>> BEGIN Records for processing

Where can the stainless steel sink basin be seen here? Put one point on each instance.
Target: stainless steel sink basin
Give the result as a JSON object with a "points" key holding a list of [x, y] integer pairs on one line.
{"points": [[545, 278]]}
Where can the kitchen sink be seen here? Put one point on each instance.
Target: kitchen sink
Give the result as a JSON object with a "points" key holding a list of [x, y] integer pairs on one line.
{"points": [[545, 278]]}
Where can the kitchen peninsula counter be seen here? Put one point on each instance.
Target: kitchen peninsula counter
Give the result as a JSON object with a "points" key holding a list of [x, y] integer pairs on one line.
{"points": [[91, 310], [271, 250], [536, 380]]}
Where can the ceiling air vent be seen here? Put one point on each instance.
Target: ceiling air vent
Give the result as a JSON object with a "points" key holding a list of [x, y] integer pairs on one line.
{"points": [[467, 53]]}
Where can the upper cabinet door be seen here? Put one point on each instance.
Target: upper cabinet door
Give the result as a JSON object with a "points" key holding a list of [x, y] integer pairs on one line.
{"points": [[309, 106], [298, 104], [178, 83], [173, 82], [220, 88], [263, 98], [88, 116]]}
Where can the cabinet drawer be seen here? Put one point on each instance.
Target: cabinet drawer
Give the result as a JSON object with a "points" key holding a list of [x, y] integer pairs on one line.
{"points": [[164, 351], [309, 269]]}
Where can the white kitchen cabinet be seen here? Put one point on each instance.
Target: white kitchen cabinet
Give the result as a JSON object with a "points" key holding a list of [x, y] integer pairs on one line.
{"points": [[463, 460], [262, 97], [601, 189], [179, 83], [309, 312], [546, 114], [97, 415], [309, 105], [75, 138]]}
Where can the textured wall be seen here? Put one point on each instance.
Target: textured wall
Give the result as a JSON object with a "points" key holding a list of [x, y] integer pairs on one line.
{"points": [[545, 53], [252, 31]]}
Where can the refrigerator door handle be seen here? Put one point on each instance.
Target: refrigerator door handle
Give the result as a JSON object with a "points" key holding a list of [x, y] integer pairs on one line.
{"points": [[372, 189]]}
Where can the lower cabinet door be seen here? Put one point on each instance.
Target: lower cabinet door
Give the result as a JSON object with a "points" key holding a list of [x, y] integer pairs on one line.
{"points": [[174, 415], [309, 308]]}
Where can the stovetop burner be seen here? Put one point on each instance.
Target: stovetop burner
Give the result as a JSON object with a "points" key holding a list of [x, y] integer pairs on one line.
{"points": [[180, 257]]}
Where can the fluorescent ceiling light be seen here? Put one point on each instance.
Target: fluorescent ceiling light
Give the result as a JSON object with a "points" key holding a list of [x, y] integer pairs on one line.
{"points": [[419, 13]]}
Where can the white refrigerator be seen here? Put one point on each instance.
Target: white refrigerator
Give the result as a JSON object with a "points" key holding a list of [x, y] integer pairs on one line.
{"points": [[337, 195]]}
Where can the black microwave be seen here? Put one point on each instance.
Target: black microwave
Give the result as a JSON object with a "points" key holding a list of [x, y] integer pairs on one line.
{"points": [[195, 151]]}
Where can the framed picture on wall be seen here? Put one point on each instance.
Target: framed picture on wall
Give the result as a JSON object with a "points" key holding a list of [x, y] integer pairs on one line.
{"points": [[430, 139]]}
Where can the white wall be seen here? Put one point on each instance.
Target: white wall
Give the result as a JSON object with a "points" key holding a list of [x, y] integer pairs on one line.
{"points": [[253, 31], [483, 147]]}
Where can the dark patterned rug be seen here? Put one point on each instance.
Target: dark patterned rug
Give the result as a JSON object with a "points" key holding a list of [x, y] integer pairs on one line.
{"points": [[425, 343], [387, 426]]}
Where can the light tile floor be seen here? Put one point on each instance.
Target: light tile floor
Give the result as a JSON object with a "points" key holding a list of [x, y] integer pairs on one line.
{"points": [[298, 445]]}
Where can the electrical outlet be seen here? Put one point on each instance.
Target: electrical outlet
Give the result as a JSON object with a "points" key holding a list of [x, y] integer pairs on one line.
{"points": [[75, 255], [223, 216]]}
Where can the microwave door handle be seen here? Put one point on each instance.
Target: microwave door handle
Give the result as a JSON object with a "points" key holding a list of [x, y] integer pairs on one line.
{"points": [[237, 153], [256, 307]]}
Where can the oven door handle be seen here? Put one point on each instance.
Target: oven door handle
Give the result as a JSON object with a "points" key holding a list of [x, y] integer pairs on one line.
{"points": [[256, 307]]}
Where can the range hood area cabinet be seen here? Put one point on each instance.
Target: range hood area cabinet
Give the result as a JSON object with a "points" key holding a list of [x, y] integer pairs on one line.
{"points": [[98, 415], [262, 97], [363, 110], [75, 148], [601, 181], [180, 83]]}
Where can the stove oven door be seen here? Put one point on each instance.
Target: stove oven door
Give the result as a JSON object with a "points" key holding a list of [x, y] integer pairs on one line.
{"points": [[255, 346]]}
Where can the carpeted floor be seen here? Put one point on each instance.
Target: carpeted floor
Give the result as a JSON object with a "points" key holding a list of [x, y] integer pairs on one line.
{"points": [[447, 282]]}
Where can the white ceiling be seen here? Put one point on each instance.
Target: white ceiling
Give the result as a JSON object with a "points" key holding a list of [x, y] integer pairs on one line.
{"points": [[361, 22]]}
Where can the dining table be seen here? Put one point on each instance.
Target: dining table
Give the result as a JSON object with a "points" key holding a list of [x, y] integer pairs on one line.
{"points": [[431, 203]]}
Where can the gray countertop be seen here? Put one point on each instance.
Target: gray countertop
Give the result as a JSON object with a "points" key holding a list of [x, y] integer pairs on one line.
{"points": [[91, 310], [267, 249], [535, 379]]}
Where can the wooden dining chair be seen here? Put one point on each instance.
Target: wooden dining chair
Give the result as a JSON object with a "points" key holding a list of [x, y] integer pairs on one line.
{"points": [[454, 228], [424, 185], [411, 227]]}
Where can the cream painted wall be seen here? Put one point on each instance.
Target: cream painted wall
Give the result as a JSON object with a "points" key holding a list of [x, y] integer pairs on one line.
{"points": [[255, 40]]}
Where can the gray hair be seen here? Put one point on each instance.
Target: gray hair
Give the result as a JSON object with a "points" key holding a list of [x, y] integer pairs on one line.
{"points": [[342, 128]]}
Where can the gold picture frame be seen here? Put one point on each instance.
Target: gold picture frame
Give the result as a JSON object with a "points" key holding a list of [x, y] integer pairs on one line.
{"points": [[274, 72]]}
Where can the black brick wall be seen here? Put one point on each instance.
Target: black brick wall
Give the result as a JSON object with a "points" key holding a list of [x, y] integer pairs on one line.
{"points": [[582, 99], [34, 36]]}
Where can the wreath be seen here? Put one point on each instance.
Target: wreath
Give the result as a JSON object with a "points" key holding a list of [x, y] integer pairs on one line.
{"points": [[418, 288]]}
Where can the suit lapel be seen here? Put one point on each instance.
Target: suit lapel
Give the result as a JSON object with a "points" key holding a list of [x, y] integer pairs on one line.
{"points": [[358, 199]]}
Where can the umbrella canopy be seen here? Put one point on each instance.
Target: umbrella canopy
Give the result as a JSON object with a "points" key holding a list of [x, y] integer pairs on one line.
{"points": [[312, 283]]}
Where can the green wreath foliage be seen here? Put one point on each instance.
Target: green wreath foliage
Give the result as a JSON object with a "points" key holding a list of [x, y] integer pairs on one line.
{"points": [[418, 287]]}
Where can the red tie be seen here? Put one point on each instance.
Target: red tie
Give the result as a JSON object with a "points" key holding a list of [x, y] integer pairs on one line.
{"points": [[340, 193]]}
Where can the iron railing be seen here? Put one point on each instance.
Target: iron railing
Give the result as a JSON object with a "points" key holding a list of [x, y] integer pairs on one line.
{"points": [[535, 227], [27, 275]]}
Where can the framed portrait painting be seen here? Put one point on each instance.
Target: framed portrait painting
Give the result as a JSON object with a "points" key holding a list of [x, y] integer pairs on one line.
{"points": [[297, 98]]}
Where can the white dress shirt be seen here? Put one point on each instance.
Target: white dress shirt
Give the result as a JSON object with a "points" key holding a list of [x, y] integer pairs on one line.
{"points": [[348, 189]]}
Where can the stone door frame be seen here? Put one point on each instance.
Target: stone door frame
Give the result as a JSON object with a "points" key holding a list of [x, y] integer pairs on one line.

>> END Records for processing

== Short task ==
Copy out the data verbatim, starting with the line that contains "Where can the stone" and continuing through the last line of the data.

== Final result ==
Where can the stone door frame be seen here? Put one point on each instance.
Target: stone door frame
Give the result as a JSON object with a "points" key holding a list of [x, y] integer pairs on one line.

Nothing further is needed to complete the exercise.